Goal of the exercise: Each line from the one containing "Pick out the teeth. One pin per instance." to the end of the records should be copied exactly, and no other line.

(Records drawn from a dataset)
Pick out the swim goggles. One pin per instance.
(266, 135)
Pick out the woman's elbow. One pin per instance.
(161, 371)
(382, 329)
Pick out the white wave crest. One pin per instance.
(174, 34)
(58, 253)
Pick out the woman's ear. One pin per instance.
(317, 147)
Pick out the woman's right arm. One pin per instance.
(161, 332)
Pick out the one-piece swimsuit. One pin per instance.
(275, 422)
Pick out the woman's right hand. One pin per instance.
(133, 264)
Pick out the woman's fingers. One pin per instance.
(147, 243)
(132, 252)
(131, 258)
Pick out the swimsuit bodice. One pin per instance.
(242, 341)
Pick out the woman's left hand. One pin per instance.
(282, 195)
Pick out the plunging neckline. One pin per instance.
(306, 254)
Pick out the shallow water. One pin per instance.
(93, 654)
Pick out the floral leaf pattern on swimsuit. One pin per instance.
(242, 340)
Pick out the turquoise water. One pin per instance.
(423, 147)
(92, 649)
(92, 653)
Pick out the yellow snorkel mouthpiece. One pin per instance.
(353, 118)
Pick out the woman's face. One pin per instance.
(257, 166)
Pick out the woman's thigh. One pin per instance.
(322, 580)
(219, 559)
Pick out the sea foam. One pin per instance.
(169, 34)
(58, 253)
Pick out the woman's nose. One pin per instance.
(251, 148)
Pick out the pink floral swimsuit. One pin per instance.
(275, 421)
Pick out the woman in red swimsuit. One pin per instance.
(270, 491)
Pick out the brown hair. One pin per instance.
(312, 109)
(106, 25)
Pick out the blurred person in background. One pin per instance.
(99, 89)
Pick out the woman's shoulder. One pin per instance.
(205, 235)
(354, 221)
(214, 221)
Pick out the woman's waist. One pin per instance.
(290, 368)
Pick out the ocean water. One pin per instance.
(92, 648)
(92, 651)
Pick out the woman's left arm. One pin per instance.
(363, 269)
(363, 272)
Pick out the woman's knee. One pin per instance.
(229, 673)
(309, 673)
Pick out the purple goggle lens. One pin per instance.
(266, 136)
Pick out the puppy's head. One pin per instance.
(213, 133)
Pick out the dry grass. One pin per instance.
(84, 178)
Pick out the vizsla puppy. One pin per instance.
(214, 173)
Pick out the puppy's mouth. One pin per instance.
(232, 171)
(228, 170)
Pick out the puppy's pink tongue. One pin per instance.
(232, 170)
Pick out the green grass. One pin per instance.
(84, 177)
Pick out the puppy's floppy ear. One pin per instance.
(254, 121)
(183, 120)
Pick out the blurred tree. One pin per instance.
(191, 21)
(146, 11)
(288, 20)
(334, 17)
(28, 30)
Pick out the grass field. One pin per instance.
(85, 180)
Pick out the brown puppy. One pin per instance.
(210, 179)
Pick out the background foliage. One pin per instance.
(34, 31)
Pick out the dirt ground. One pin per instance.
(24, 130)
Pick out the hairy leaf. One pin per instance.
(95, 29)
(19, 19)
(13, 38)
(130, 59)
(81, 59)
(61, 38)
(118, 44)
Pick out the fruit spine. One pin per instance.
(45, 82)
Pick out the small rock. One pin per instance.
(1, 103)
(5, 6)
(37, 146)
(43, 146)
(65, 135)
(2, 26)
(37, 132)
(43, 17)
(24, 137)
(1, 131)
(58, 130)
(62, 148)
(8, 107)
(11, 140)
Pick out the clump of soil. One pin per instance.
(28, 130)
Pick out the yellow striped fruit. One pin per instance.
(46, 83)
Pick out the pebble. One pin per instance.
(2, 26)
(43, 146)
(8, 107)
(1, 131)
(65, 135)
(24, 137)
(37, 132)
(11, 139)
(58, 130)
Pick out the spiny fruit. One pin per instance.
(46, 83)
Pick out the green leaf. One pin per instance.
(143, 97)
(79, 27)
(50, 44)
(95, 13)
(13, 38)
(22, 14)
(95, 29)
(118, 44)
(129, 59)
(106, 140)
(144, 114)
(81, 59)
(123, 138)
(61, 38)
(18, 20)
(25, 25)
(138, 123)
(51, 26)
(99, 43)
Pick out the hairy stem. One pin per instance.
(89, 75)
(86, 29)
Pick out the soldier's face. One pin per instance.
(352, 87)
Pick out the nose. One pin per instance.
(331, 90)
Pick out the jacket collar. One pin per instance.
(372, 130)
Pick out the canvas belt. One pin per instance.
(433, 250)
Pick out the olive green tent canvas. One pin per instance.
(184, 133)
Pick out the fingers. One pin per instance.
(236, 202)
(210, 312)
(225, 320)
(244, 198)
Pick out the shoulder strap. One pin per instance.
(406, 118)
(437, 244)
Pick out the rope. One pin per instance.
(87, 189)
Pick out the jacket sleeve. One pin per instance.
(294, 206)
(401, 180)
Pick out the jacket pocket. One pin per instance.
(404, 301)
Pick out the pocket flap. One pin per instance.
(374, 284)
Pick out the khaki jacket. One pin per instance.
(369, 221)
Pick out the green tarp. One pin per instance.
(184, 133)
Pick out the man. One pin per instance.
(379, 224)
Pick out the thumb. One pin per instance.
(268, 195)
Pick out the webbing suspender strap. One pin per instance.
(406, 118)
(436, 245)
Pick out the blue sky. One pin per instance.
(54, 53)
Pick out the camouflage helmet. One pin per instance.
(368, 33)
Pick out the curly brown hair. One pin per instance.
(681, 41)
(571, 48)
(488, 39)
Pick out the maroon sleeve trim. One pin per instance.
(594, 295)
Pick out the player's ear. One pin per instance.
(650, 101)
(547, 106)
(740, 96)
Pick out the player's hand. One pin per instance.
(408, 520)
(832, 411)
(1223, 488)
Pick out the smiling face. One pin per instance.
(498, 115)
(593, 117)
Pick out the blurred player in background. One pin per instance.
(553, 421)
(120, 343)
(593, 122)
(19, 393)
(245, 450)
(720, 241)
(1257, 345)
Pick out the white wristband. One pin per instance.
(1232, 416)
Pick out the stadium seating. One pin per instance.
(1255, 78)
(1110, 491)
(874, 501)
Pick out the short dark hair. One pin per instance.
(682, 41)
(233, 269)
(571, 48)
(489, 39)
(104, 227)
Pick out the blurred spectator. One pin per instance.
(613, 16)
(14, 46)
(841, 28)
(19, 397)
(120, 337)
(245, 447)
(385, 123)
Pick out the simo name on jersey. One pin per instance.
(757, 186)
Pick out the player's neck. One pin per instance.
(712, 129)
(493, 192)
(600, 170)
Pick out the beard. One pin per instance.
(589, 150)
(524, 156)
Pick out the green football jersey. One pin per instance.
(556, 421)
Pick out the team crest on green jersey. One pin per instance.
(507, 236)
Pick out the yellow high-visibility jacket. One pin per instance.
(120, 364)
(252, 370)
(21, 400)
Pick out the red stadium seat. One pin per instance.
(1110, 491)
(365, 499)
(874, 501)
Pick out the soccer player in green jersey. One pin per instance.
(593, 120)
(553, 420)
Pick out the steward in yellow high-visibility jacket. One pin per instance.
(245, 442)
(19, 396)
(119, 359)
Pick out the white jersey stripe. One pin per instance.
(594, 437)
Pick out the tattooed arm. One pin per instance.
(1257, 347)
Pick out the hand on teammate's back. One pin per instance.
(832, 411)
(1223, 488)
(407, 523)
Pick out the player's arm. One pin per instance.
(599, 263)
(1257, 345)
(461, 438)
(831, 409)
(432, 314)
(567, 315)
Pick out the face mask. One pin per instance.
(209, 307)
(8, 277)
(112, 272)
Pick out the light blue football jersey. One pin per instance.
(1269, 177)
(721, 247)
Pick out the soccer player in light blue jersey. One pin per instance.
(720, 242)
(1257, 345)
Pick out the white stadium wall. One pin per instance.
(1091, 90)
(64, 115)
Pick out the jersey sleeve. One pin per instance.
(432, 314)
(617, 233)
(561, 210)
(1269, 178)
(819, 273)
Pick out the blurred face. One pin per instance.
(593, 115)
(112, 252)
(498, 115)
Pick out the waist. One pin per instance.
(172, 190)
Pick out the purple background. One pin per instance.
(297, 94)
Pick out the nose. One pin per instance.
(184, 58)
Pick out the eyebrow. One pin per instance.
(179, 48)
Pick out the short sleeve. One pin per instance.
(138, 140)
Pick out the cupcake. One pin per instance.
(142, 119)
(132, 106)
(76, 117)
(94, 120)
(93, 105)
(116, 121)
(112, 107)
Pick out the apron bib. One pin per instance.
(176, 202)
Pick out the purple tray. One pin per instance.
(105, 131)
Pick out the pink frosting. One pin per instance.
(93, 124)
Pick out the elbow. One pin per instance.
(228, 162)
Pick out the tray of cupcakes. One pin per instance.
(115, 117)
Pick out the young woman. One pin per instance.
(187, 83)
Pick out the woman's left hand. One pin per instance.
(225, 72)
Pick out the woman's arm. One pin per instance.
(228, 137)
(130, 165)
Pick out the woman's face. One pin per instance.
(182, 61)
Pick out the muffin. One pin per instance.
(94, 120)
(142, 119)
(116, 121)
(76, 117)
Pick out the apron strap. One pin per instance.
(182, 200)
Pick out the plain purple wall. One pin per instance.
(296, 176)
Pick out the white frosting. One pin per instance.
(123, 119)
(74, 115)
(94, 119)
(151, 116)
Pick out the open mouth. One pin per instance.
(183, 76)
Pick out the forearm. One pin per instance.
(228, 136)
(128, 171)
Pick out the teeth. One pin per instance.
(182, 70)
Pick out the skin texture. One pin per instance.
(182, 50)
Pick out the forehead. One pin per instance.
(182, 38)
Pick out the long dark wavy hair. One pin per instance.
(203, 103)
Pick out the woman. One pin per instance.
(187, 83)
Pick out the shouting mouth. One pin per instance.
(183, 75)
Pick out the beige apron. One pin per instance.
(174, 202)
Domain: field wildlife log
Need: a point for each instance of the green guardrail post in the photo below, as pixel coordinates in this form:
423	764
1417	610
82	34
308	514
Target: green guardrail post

Answer to this problem:
Pick out the teeth. One pin per instance.
(182, 70)
Pick out the skin texture. One pin per instance.
(182, 50)
Pick out the forehead. One pin per instance.
(182, 38)
Pick out the long dark wavy hair. One pin per instance.
(203, 103)
Pick out the woman. One pin per instance.
(187, 83)
Pick out the shouting mouth. One pin per instance.
(183, 75)
Pick out the beige apron. One pin per instance.
(174, 202)
Domain: field wildlife log
Need: a point for each instance of the green guardrail post in the photo below, as pixel coordinates in this form:
423	764
1417	610
82	34
308	514
Target: green guardrail post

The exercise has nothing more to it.